* Exercises *
- a) In the article on the Paris march, why did tens of thousands of high school students march through central Paris on March 8?
- b) Revise the part of the article on the Paris march that opens with the words containing "On March 8, tens" and closes with "on the ground.", replacing "attackers" with "assailants".

Mugged by la Rèalitè

The Weekly Standard has a riveting account by Olivier Guitta of a recent celebration of cultural diversity in Paris. It is the sort of celebration Europe is likely to see much more of in the years ahead:

FREDERIC ENCEL, PROFESSOR OF international relations at the prestigious Ecole Nationale d'Administration in Paris and a man not known for crying wolf, recently stated that France is becoming a new Lebanon. The implication, far-fetched though it may seem, was that civil upheaval might be no more than a few years off, sparked by growing ethnic and religious polarization. In recent weeks, a series of events has underlined this ominous trend.

On March 8, tens of thousands of high school students marched through central Paris to protest education reforms announced by the government. Repeatedly, peaceful demonstrators were attacked by bands of black and Arab youths--about 1,000 in all, according to police estimates. The eyewitness accounts of victims, teachers, and most interestingly the attackers themselves gathered by the left-wing daily Le Monde confirm the motivation: racism.

Some of the attackers openly expressed their hatred of "little French people." One 18-year-old named Heikel, a dual citizen of France and Tunisia, was proud of his actions. He explained that he had joined in just to "beat people up," especially "little Frenchmen who look like victims." He added with a satisfied smile that he had "a pleasant memory" of repeatedly kicking a student, already defenseless on the ground.

* Provided information *

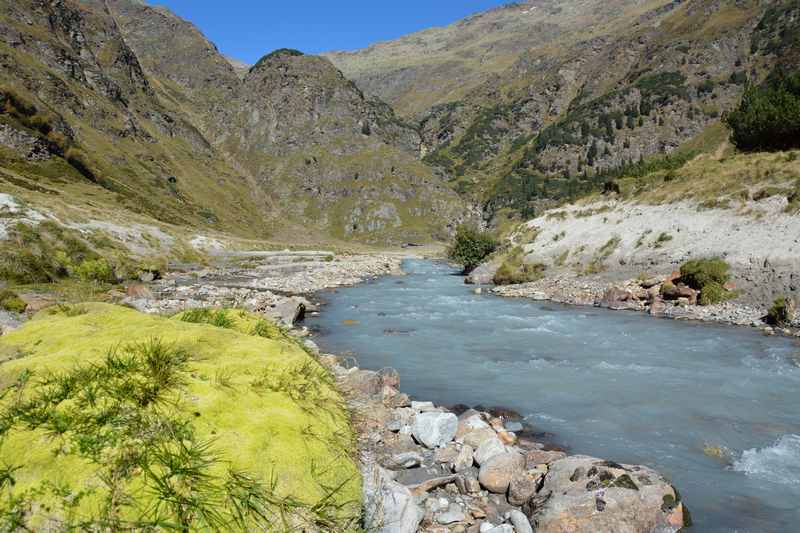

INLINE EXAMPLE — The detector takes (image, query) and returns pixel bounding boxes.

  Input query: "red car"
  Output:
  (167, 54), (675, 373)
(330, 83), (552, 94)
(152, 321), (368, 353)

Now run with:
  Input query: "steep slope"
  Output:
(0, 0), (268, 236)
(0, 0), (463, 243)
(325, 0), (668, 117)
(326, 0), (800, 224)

...

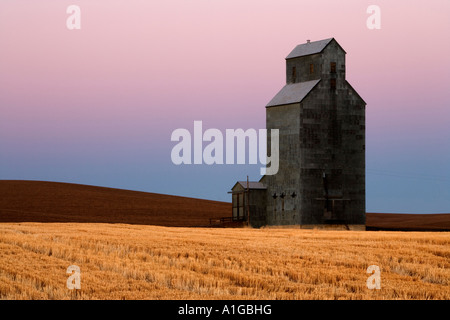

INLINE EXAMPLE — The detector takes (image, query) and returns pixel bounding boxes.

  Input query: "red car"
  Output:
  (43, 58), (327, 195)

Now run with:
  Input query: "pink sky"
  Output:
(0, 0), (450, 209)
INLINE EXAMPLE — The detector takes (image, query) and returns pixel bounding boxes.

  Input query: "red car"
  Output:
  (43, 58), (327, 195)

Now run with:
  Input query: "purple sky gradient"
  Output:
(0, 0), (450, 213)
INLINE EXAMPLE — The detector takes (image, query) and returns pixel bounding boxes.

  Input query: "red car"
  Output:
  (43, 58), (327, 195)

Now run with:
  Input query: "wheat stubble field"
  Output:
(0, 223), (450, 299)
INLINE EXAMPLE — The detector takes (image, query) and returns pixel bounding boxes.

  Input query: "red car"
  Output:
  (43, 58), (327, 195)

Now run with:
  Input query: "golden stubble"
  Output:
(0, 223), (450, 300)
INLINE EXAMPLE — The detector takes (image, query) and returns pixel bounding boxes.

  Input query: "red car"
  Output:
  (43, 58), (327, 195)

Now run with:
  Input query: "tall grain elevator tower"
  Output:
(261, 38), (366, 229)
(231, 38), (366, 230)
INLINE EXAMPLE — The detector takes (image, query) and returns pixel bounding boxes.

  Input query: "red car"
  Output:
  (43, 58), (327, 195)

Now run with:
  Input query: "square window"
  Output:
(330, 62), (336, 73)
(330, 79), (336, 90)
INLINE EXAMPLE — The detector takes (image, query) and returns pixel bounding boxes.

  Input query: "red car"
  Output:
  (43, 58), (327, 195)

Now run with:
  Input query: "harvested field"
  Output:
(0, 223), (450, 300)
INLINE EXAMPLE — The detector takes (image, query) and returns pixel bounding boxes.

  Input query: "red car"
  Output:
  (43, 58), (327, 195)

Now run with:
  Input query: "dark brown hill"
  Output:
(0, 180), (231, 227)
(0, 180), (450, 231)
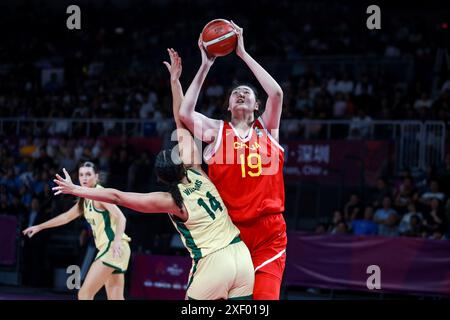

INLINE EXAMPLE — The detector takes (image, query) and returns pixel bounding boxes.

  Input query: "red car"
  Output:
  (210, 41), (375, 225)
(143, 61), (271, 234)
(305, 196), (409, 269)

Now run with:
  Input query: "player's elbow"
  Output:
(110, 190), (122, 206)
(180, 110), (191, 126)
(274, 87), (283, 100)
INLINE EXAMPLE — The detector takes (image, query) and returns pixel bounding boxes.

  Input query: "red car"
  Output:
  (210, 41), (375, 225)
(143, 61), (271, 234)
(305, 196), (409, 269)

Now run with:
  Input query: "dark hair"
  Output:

==

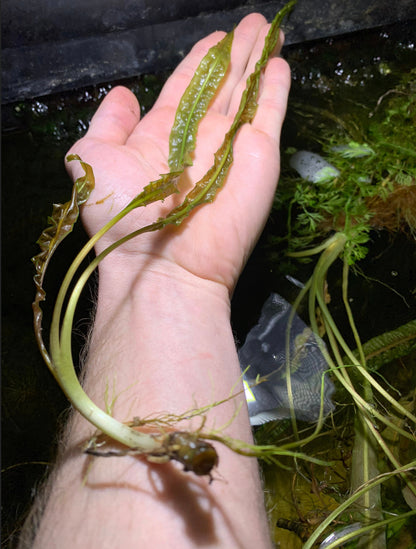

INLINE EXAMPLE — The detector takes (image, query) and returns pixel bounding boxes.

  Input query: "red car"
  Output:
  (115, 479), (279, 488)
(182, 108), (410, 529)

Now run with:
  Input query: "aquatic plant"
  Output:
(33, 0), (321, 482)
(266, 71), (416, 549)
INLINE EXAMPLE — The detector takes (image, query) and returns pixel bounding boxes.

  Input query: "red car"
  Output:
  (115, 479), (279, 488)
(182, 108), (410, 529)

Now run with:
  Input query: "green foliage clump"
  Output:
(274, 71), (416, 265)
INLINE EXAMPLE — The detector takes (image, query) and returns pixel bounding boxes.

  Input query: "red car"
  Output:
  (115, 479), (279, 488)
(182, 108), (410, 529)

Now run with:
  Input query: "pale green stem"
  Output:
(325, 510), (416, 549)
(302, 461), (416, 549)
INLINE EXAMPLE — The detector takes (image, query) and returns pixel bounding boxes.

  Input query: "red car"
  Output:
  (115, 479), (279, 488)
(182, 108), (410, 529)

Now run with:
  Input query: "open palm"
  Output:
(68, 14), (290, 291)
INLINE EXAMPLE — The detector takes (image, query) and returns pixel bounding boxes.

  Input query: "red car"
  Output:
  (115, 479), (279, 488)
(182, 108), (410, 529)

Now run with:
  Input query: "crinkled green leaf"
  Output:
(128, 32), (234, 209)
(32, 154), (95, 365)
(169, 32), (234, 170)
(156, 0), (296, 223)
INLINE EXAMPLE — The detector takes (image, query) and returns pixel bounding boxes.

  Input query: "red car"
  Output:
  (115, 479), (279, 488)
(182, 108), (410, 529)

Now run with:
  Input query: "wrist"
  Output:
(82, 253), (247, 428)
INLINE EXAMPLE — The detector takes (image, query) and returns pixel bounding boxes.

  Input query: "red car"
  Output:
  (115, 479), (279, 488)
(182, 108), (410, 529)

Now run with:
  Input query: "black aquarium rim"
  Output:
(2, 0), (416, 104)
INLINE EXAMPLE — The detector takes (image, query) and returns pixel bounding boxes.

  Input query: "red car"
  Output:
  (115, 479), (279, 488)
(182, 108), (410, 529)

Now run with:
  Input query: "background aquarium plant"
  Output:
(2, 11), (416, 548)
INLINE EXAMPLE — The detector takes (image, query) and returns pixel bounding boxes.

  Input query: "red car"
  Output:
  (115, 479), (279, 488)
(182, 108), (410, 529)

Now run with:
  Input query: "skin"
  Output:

* Solutions per task *
- a) They marched to protest education reforms announced by the government.

- b)
On March 8, tens of thousands of high school students marched through central Paris to protest education reforms announced by the government. Repeatedly, peaceful demonstrators were attacked by bands of black and Arab youths--about 1,000 in all, according to police estimates. The eyewitness accounts of victims, teachers, and most interestingly the assailants themselves gathered by the left-wing daily Le Monde confirm the motivation: racism.

Some of the assailants openly expressed their hatred of "little French people." One 18-year-old named Heikel, a dual citizen of France and Tunisia, was proud of his actions. He explained that he had joined in just to "beat people up," especially "little Frenchmen who look like victims." He added with a satisfied smile that he had "a pleasant memory" of repeatedly kicking a student, already defenseless on the ground.